Records from a data source

^^^^^^^^^^^^^^^^

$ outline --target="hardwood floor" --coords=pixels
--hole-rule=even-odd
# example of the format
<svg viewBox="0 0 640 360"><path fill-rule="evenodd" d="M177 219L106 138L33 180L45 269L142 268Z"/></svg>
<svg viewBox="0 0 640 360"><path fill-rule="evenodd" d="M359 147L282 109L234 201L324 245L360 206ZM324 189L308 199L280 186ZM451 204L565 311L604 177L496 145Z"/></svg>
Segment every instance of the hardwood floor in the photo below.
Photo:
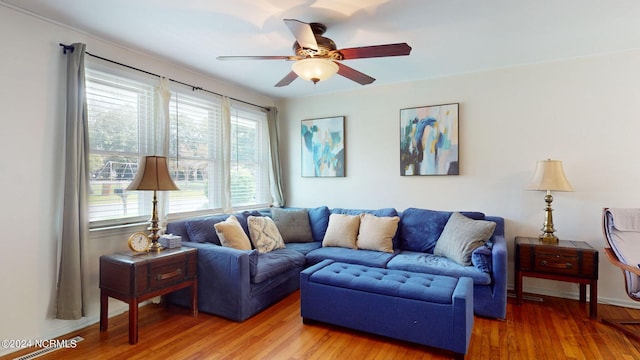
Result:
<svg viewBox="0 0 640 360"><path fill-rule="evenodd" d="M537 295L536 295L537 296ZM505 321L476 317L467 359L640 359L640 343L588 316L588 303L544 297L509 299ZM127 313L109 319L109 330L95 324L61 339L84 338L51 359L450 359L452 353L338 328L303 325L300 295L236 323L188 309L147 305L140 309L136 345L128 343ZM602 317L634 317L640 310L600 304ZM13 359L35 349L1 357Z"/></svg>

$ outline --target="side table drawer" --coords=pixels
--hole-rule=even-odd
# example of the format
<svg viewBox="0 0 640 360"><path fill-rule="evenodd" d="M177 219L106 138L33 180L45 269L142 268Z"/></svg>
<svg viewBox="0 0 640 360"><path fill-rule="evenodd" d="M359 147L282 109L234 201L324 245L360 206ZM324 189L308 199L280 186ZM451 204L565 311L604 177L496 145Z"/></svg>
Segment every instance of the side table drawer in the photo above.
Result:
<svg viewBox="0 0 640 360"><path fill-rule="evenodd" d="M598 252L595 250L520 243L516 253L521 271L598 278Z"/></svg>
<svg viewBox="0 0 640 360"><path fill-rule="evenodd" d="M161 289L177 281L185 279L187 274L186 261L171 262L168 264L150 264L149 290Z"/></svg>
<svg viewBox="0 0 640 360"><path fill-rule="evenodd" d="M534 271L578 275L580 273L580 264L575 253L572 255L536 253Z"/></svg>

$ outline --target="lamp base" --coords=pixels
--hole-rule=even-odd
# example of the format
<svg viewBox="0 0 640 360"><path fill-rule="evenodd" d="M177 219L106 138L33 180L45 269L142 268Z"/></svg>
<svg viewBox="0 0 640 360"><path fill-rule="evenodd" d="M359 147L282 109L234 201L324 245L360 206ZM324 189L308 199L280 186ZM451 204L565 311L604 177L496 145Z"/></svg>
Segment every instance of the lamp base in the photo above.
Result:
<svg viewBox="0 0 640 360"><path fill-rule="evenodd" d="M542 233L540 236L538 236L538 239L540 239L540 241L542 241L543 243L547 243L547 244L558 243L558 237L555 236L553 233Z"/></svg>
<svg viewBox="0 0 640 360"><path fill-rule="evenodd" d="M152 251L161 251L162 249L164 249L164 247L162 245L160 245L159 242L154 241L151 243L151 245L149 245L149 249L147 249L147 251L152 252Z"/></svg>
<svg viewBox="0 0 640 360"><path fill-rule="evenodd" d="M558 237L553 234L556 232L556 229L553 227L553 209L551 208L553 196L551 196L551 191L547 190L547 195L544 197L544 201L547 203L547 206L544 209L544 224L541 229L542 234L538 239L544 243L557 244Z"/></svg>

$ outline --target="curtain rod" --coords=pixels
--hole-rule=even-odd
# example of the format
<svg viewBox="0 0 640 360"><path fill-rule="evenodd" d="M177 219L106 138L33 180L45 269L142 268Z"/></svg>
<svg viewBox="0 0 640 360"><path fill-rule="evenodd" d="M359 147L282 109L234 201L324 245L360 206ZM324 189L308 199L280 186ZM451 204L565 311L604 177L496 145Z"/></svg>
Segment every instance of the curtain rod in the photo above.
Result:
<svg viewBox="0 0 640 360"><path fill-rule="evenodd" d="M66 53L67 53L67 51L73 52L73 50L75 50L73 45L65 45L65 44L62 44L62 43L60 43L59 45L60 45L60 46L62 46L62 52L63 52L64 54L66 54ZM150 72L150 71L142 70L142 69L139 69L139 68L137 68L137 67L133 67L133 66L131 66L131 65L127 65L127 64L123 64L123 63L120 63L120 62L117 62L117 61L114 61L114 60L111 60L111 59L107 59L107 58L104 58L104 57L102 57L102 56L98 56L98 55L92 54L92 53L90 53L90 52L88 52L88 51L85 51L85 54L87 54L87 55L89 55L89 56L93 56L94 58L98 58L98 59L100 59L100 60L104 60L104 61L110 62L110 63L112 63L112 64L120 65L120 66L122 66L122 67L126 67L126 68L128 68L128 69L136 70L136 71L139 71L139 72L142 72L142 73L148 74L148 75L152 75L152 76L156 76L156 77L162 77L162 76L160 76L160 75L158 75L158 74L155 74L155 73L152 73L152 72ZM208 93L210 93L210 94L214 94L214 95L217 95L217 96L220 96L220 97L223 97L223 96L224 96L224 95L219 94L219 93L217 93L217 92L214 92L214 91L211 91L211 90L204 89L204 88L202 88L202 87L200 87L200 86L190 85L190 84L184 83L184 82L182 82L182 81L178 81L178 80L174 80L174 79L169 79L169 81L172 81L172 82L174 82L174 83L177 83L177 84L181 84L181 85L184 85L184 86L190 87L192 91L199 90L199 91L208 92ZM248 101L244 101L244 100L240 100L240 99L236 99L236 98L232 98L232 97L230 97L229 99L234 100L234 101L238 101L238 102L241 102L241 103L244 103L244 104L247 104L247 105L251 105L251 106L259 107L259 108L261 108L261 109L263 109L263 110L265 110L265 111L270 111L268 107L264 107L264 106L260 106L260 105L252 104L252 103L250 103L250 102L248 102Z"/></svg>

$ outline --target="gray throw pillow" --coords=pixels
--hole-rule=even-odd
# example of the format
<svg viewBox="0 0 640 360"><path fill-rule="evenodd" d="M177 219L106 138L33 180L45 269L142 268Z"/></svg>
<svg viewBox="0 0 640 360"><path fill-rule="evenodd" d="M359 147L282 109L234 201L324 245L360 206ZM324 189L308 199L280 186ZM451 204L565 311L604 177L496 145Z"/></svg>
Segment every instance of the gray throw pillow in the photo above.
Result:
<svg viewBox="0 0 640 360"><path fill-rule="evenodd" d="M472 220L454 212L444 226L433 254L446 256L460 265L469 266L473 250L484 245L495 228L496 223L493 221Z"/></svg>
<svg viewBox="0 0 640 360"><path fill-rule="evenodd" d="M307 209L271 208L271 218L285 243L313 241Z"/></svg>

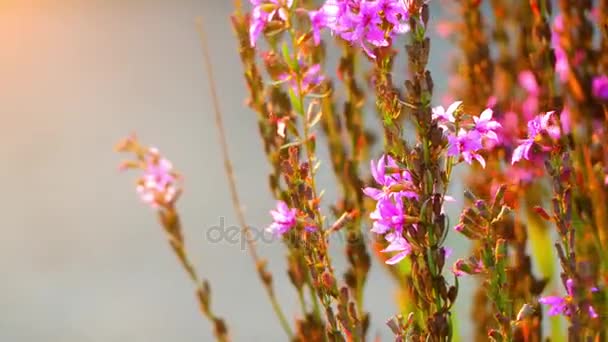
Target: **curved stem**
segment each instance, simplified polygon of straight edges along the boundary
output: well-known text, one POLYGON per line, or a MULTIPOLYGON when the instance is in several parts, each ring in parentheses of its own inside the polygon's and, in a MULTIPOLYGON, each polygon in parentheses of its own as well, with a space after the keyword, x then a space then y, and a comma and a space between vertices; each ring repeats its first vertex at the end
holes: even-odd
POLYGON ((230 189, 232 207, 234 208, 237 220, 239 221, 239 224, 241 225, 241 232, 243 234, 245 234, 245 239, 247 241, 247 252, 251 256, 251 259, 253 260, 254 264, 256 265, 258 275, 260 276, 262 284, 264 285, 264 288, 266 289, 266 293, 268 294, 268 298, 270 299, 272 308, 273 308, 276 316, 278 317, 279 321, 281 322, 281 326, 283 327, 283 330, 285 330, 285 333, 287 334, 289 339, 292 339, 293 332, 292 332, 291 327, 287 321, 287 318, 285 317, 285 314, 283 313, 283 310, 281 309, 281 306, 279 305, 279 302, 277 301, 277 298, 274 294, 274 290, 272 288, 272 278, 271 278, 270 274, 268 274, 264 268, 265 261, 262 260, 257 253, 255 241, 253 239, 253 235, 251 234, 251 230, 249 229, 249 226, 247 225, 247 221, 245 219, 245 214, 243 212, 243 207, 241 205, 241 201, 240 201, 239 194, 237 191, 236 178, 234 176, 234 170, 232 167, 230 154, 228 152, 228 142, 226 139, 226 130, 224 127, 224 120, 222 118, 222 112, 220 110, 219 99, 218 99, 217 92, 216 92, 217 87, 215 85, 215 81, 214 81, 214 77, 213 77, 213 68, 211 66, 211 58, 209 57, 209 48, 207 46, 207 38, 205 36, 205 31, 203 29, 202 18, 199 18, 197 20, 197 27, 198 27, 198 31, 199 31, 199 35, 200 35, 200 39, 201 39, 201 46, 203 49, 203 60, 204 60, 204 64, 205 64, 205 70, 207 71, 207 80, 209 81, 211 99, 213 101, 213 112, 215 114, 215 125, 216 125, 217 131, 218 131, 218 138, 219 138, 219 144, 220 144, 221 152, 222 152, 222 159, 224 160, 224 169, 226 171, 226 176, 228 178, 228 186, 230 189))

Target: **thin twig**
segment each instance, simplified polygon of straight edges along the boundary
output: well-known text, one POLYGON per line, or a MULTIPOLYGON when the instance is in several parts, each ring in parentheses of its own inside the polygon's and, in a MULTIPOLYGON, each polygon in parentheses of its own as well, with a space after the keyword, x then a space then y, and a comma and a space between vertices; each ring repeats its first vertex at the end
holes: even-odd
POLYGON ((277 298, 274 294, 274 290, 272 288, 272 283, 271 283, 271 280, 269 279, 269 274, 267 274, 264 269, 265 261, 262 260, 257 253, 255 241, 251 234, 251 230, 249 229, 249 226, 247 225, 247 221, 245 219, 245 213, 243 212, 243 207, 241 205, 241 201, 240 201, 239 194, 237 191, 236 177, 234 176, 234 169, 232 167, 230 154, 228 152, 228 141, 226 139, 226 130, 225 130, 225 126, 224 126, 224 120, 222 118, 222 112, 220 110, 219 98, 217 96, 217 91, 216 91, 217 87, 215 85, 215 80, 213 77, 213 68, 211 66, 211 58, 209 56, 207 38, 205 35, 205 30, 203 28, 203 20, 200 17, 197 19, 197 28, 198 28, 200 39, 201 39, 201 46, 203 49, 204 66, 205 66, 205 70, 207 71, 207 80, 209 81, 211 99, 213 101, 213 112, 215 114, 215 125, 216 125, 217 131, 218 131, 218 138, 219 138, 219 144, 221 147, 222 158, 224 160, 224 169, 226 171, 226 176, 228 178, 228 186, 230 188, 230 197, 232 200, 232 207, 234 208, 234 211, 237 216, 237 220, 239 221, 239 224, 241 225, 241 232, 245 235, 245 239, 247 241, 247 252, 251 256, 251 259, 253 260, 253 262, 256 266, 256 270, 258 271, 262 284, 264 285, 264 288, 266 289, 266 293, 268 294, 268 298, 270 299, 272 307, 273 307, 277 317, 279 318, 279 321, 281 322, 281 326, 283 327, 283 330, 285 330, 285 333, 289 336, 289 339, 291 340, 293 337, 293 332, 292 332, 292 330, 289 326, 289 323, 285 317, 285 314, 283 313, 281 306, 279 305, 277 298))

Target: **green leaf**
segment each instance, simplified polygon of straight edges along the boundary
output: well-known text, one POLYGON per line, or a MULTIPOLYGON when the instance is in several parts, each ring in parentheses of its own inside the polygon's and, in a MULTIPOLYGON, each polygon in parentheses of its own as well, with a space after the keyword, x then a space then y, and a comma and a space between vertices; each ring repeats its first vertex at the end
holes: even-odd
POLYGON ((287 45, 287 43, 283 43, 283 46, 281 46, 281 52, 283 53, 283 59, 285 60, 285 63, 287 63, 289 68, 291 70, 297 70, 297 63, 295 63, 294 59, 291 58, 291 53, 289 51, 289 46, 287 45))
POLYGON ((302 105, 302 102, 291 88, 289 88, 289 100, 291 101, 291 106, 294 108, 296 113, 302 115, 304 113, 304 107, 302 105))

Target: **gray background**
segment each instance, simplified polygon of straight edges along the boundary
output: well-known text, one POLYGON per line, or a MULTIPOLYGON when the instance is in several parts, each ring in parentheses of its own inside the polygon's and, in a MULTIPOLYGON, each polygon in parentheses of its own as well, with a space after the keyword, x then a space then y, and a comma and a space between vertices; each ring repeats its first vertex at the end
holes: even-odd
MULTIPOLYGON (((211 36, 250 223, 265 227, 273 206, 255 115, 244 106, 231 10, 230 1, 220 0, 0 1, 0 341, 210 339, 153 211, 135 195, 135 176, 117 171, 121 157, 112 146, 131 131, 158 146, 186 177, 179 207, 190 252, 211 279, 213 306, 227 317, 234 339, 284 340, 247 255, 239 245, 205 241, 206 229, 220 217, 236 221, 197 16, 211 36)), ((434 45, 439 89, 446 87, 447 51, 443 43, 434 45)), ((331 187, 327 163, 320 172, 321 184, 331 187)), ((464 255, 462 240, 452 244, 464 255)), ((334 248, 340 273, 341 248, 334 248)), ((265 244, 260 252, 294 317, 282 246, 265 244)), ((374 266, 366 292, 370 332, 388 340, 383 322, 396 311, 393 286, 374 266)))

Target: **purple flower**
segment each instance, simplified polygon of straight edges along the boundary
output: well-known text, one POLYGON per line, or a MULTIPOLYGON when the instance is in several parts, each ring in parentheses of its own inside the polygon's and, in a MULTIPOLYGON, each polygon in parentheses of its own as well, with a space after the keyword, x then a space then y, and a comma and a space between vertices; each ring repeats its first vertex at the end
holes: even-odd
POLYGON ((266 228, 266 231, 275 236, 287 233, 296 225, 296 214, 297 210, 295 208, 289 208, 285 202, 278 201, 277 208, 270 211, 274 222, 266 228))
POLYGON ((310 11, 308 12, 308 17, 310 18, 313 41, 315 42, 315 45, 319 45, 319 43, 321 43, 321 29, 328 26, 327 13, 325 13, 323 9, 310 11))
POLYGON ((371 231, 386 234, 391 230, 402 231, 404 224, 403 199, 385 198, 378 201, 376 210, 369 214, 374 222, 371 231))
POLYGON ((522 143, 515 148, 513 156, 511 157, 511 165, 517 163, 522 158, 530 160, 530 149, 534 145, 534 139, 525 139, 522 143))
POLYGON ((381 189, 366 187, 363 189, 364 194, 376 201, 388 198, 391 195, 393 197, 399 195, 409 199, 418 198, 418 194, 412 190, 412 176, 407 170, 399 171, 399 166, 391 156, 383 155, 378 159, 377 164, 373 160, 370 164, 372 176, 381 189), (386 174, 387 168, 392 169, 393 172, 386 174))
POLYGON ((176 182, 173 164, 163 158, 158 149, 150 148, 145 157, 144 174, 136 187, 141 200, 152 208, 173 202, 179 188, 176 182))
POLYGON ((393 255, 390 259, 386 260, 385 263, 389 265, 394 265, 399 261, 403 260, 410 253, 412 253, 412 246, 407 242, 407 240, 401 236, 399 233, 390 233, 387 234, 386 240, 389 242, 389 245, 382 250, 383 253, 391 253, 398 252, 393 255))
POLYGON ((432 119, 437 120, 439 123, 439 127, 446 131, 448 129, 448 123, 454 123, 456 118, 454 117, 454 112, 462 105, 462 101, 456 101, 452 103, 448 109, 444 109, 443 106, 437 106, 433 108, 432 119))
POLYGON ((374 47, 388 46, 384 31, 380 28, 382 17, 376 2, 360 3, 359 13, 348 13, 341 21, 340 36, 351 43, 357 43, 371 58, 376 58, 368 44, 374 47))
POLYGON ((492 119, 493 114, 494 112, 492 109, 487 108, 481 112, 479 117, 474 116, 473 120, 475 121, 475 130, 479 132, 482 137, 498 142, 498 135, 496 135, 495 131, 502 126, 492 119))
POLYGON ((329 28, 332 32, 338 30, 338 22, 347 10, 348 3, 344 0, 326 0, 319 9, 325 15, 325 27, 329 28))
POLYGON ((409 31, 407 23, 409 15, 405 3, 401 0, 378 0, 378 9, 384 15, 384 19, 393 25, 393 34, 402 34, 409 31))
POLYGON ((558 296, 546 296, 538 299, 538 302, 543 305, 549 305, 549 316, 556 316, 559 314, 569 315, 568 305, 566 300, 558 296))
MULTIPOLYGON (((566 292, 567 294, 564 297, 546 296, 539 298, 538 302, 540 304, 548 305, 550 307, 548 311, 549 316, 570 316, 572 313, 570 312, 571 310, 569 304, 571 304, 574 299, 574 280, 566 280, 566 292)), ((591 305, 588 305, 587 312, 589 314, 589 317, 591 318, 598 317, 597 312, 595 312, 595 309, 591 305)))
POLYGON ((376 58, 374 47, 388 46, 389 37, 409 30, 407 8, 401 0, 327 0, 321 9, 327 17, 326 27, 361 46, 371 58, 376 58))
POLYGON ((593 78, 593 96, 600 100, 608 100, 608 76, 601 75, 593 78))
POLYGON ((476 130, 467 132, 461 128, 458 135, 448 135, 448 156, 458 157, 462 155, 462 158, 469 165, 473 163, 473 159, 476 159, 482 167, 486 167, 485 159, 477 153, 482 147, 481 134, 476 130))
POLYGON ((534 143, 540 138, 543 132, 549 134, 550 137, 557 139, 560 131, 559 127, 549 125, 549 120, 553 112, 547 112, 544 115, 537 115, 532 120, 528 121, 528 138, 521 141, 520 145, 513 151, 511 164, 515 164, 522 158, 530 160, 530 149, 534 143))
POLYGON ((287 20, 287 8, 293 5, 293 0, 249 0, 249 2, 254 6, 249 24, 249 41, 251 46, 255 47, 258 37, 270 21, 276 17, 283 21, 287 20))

^^^^^^^^^^^^^^^^

## Task
Your task is to repeat the opening line of the entries above and each line after it, ending with the line that has "Segment every instance of the lamp". Do not include the pictures.

## Task result
$ outline --target="hardwood floor" --coords=pixels
--hole-rule=even-odd
# example of the format
<svg viewBox="0 0 640 360"><path fill-rule="evenodd" d="M177 219L106 138L33 180L45 269L142 268Z"/></svg>
<svg viewBox="0 0 640 360"><path fill-rule="evenodd" d="M359 147L282 109L234 201L324 245L360 206ZM324 189L308 199L280 186ZM451 204L565 311L604 177L496 145Z"/></svg>
Segment every instance of the hardwood floor in the photo below.
Photo:
Result:
<svg viewBox="0 0 640 360"><path fill-rule="evenodd" d="M537 295L536 295L537 296ZM505 321L476 317L467 359L640 359L640 343L588 316L588 303L544 297L509 299ZM127 313L109 319L109 330L95 324L61 339L84 338L51 359L450 359L452 353L338 328L303 325L300 295L236 323L188 309L147 305L140 309L136 345L128 343ZM602 317L634 317L640 310L600 304ZM13 359L35 349L1 357Z"/></svg>

$ outline --target="side table drawer" --coords=pixels
--hole-rule=even-odd
# example of the format
<svg viewBox="0 0 640 360"><path fill-rule="evenodd" d="M177 219L106 138L33 180L45 269L142 268Z"/></svg>
<svg viewBox="0 0 640 360"><path fill-rule="evenodd" d="M359 147L282 109L234 201L324 245L360 206ZM324 189L308 199L280 186ZM451 204L565 311L604 177L496 145Z"/></svg>
Segment every instance of the side table drawer in the photo above.
Result:
<svg viewBox="0 0 640 360"><path fill-rule="evenodd" d="M598 252L595 250L520 243L516 253L521 271L598 278Z"/></svg>
<svg viewBox="0 0 640 360"><path fill-rule="evenodd" d="M161 289L177 281L185 279L187 274L186 261L171 262L168 264L150 264L149 290Z"/></svg>
<svg viewBox="0 0 640 360"><path fill-rule="evenodd" d="M534 271L578 275L580 273L580 264L575 253L572 255L536 253Z"/></svg>

$ outline --target="lamp base" --coords=pixels
--hole-rule=even-odd
# example of the format
<svg viewBox="0 0 640 360"><path fill-rule="evenodd" d="M177 219L106 138L33 180L45 269L142 268Z"/></svg>
<svg viewBox="0 0 640 360"><path fill-rule="evenodd" d="M359 147L282 109L234 201L324 245L360 206ZM324 189L308 199L280 186ZM451 204L565 311L604 177L496 145Z"/></svg>
Segment every instance of the lamp base in the photo above.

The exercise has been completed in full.